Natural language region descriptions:
Content starts

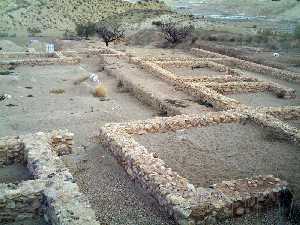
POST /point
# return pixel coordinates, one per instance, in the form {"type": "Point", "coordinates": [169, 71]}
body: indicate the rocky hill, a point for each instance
{"type": "Point", "coordinates": [59, 15]}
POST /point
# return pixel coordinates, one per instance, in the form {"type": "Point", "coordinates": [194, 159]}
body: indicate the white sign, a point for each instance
{"type": "Point", "coordinates": [50, 48]}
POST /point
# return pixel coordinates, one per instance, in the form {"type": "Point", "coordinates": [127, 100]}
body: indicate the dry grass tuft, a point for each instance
{"type": "Point", "coordinates": [100, 91]}
{"type": "Point", "coordinates": [80, 80]}
{"type": "Point", "coordinates": [58, 91]}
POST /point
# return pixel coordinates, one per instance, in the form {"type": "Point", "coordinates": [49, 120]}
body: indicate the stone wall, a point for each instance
{"type": "Point", "coordinates": [36, 59]}
{"type": "Point", "coordinates": [146, 97]}
{"type": "Point", "coordinates": [11, 151]}
{"type": "Point", "coordinates": [283, 113]}
{"type": "Point", "coordinates": [209, 88]}
{"type": "Point", "coordinates": [244, 87]}
{"type": "Point", "coordinates": [22, 55]}
{"type": "Point", "coordinates": [99, 52]}
{"type": "Point", "coordinates": [250, 66]}
{"type": "Point", "coordinates": [53, 193]}
{"type": "Point", "coordinates": [185, 202]}
{"type": "Point", "coordinates": [18, 202]}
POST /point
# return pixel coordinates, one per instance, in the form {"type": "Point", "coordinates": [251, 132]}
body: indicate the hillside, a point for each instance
{"type": "Point", "coordinates": [284, 9]}
{"type": "Point", "coordinates": [59, 15]}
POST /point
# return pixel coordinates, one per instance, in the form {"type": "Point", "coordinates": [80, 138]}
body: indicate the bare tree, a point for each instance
{"type": "Point", "coordinates": [86, 30]}
{"type": "Point", "coordinates": [110, 32]}
{"type": "Point", "coordinates": [175, 33]}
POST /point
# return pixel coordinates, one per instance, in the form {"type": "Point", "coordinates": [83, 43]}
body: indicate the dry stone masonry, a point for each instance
{"type": "Point", "coordinates": [52, 192]}
{"type": "Point", "coordinates": [187, 203]}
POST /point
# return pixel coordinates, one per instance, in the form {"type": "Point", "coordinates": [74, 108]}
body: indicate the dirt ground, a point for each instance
{"type": "Point", "coordinates": [94, 168]}
{"type": "Point", "coordinates": [212, 154]}
{"type": "Point", "coordinates": [264, 99]}
{"type": "Point", "coordinates": [14, 173]}
{"type": "Point", "coordinates": [115, 198]}
{"type": "Point", "coordinates": [195, 72]}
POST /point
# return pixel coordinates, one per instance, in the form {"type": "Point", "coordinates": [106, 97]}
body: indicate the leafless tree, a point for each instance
{"type": "Point", "coordinates": [175, 33]}
{"type": "Point", "coordinates": [110, 32]}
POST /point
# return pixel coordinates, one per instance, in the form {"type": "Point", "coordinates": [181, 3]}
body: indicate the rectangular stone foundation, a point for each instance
{"type": "Point", "coordinates": [185, 202]}
{"type": "Point", "coordinates": [52, 193]}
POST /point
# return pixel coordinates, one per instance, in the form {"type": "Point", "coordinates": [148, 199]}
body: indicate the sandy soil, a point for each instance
{"type": "Point", "coordinates": [77, 110]}
{"type": "Point", "coordinates": [295, 86]}
{"type": "Point", "coordinates": [264, 99]}
{"type": "Point", "coordinates": [156, 87]}
{"type": "Point", "coordinates": [294, 123]}
{"type": "Point", "coordinates": [228, 151]}
{"type": "Point", "coordinates": [34, 221]}
{"type": "Point", "coordinates": [195, 72]}
{"type": "Point", "coordinates": [14, 173]}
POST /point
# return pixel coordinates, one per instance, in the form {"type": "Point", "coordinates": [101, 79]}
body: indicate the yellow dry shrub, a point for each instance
{"type": "Point", "coordinates": [100, 91]}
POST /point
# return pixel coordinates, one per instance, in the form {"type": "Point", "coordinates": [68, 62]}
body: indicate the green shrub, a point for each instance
{"type": "Point", "coordinates": [33, 30]}
{"type": "Point", "coordinates": [297, 32]}
{"type": "Point", "coordinates": [85, 30]}
{"type": "Point", "coordinates": [156, 23]}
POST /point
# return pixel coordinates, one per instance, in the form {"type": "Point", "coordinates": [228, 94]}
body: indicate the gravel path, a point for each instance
{"type": "Point", "coordinates": [115, 198]}
{"type": "Point", "coordinates": [197, 72]}
{"type": "Point", "coordinates": [264, 99]}
{"type": "Point", "coordinates": [294, 123]}
{"type": "Point", "coordinates": [14, 173]}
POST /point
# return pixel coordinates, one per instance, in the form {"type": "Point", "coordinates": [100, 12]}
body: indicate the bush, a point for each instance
{"type": "Point", "coordinates": [85, 30]}
{"type": "Point", "coordinates": [69, 35]}
{"type": "Point", "coordinates": [156, 23]}
{"type": "Point", "coordinates": [174, 33]}
{"type": "Point", "coordinates": [33, 31]}
{"type": "Point", "coordinates": [100, 91]}
{"type": "Point", "coordinates": [110, 31]}
{"type": "Point", "coordinates": [297, 32]}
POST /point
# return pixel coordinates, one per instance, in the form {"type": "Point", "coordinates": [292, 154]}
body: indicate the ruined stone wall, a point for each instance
{"type": "Point", "coordinates": [144, 96]}
{"type": "Point", "coordinates": [22, 55]}
{"type": "Point", "coordinates": [250, 66]}
{"type": "Point", "coordinates": [196, 90]}
{"type": "Point", "coordinates": [11, 150]}
{"type": "Point", "coordinates": [18, 202]}
{"type": "Point", "coordinates": [283, 113]}
{"type": "Point", "coordinates": [53, 192]}
{"type": "Point", "coordinates": [185, 202]}
{"type": "Point", "coordinates": [244, 87]}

Content ends

**Work required:** Return the preceding entries exactly, each word as given, but leave out any picture.

**Answer to this exercise:**
POST /point
# return pixel coordinates, one per instance, in the form {"type": "Point", "coordinates": [169, 71]}
body: indicate the rocky hill, a point for each instance
{"type": "Point", "coordinates": [59, 15]}
POST /point
# return pixel coordinates, one per instance, in the form {"type": "Point", "coordinates": [194, 159]}
body: indicate the white sign, a point for each instance
{"type": "Point", "coordinates": [50, 48]}
POST /point
# return pixel coordinates, one per instance, in the form {"type": "Point", "coordinates": [127, 100]}
body: indicate the dry grass tuft, a point for each instance
{"type": "Point", "coordinates": [100, 91]}
{"type": "Point", "coordinates": [80, 80]}
{"type": "Point", "coordinates": [58, 91]}
POST /point
# return pixel coordinates, one per instance, in the form {"type": "Point", "coordinates": [49, 120]}
body: indicate the stone wall, a point for each instance
{"type": "Point", "coordinates": [36, 59]}
{"type": "Point", "coordinates": [146, 97]}
{"type": "Point", "coordinates": [11, 151]}
{"type": "Point", "coordinates": [283, 113]}
{"type": "Point", "coordinates": [209, 88]}
{"type": "Point", "coordinates": [244, 87]}
{"type": "Point", "coordinates": [22, 55]}
{"type": "Point", "coordinates": [99, 52]}
{"type": "Point", "coordinates": [250, 66]}
{"type": "Point", "coordinates": [53, 193]}
{"type": "Point", "coordinates": [185, 202]}
{"type": "Point", "coordinates": [18, 202]}
POST /point
# return pixel coordinates, one per instance, in the form {"type": "Point", "coordinates": [251, 132]}
body: indicate the hillside, a point for each instance
{"type": "Point", "coordinates": [284, 9]}
{"type": "Point", "coordinates": [59, 15]}
POST /point
# return pixel coordinates, one per instance, in the form {"type": "Point", "coordinates": [80, 138]}
body: indicate the bare tree, a point for each instance
{"type": "Point", "coordinates": [86, 30]}
{"type": "Point", "coordinates": [110, 32]}
{"type": "Point", "coordinates": [175, 33]}
POST /point
# return pixel coordinates, one per instance, in the form {"type": "Point", "coordinates": [83, 43]}
body: indicate the dry stone masonry, a point for each instance
{"type": "Point", "coordinates": [52, 192]}
{"type": "Point", "coordinates": [187, 203]}
POST /point
# return pixel coordinates, one per instance, in the form {"type": "Point", "coordinates": [74, 108]}
body: indicate the dirt ground, a point for each instance
{"type": "Point", "coordinates": [94, 168]}
{"type": "Point", "coordinates": [212, 154]}
{"type": "Point", "coordinates": [264, 99]}
{"type": "Point", "coordinates": [14, 173]}
{"type": "Point", "coordinates": [115, 198]}
{"type": "Point", "coordinates": [195, 72]}
POST /point
# return pixel coordinates, one per instance, in the form {"type": "Point", "coordinates": [106, 97]}
body: indicate the leafless tree, a point for each instance
{"type": "Point", "coordinates": [175, 33]}
{"type": "Point", "coordinates": [110, 32]}
POST /point
# return pixel coordinates, one per instance, in the form {"type": "Point", "coordinates": [181, 3]}
body: indicate the rectangular stone foundation, a point for each instance
{"type": "Point", "coordinates": [185, 202]}
{"type": "Point", "coordinates": [52, 193]}
POST /point
# return pixel coordinates, one per instance, in the form {"type": "Point", "coordinates": [148, 199]}
body: indicate the sandy soil, a point for each instance
{"type": "Point", "coordinates": [77, 110]}
{"type": "Point", "coordinates": [295, 86]}
{"type": "Point", "coordinates": [264, 99]}
{"type": "Point", "coordinates": [156, 87]}
{"type": "Point", "coordinates": [294, 123]}
{"type": "Point", "coordinates": [228, 151]}
{"type": "Point", "coordinates": [34, 221]}
{"type": "Point", "coordinates": [195, 72]}
{"type": "Point", "coordinates": [14, 173]}
POST /point
# return pixel coordinates, one per instance, in the form {"type": "Point", "coordinates": [101, 79]}
body: indicate the yellow dry shrub, a point for each instance
{"type": "Point", "coordinates": [100, 91]}
POST /point
# return pixel coordinates, one per instance, in the form {"type": "Point", "coordinates": [68, 62]}
body: indicate the green shrub, a point for each instance
{"type": "Point", "coordinates": [33, 30]}
{"type": "Point", "coordinates": [297, 32]}
{"type": "Point", "coordinates": [85, 30]}
{"type": "Point", "coordinates": [156, 23]}
POST /point
# return pixel coordinates, one per instance, in the form {"type": "Point", "coordinates": [228, 94]}
body: indicate the gravel path, a point for each instance
{"type": "Point", "coordinates": [115, 198]}
{"type": "Point", "coordinates": [197, 72]}
{"type": "Point", "coordinates": [264, 99]}
{"type": "Point", "coordinates": [294, 123]}
{"type": "Point", "coordinates": [14, 173]}
POST /point
# return pixel coordinates, one per instance, in the form {"type": "Point", "coordinates": [100, 12]}
body: indicate the bush, a point for each instance
{"type": "Point", "coordinates": [85, 30]}
{"type": "Point", "coordinates": [69, 35]}
{"type": "Point", "coordinates": [156, 23]}
{"type": "Point", "coordinates": [174, 33]}
{"type": "Point", "coordinates": [33, 31]}
{"type": "Point", "coordinates": [100, 91]}
{"type": "Point", "coordinates": [110, 31]}
{"type": "Point", "coordinates": [297, 32]}
POST /point
# return pixel coordinates, one per instance, in the form {"type": "Point", "coordinates": [292, 154]}
body: indicate the ruined stone wall, a point for each instance
{"type": "Point", "coordinates": [144, 96]}
{"type": "Point", "coordinates": [22, 55]}
{"type": "Point", "coordinates": [250, 66]}
{"type": "Point", "coordinates": [196, 90]}
{"type": "Point", "coordinates": [11, 150]}
{"type": "Point", "coordinates": [18, 202]}
{"type": "Point", "coordinates": [283, 113]}
{"type": "Point", "coordinates": [53, 192]}
{"type": "Point", "coordinates": [185, 202]}
{"type": "Point", "coordinates": [244, 87]}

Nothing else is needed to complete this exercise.